▶ _Source data_:
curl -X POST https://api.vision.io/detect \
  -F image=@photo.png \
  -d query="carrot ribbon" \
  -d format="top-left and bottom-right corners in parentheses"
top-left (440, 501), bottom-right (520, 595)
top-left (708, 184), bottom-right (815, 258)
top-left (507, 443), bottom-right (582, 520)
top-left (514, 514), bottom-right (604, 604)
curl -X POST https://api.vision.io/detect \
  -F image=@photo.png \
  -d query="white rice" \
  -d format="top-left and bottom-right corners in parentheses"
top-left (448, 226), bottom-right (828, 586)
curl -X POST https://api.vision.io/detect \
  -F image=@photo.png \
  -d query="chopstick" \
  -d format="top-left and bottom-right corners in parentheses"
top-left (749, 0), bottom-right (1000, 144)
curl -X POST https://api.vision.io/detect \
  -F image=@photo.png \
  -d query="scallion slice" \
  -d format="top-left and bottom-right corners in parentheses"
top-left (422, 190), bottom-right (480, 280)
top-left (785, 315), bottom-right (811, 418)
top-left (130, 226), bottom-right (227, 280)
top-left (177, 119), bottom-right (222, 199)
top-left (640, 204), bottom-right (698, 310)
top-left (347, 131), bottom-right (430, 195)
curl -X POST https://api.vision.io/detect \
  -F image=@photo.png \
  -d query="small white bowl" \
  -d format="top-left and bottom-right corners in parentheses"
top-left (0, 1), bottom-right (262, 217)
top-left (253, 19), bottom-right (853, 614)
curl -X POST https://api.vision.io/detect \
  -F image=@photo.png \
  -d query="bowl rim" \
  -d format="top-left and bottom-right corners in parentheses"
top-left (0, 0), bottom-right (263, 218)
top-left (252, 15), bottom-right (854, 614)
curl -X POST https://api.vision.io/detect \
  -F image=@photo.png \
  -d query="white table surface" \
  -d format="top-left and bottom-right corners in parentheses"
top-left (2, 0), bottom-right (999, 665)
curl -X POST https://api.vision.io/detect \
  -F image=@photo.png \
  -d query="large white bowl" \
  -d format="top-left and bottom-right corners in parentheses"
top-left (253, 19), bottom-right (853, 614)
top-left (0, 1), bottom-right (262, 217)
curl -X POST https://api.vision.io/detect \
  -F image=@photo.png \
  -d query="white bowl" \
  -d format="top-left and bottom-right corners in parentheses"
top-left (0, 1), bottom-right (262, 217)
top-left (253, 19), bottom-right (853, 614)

▶ _Task goal_: Some of the data mentions "query". Copy every line where it does.

▶ _Result_:
  -d query="carrot ribbon" \
  -d query="white rice" \
  -d query="chopstick" \
  -d query="scallion slice" \
  -d query="small white bowl" \
  -d query="bowl rim" \
  -d query="white table surface" \
  -d query="large white bowl" \
  -d query="white bowl" \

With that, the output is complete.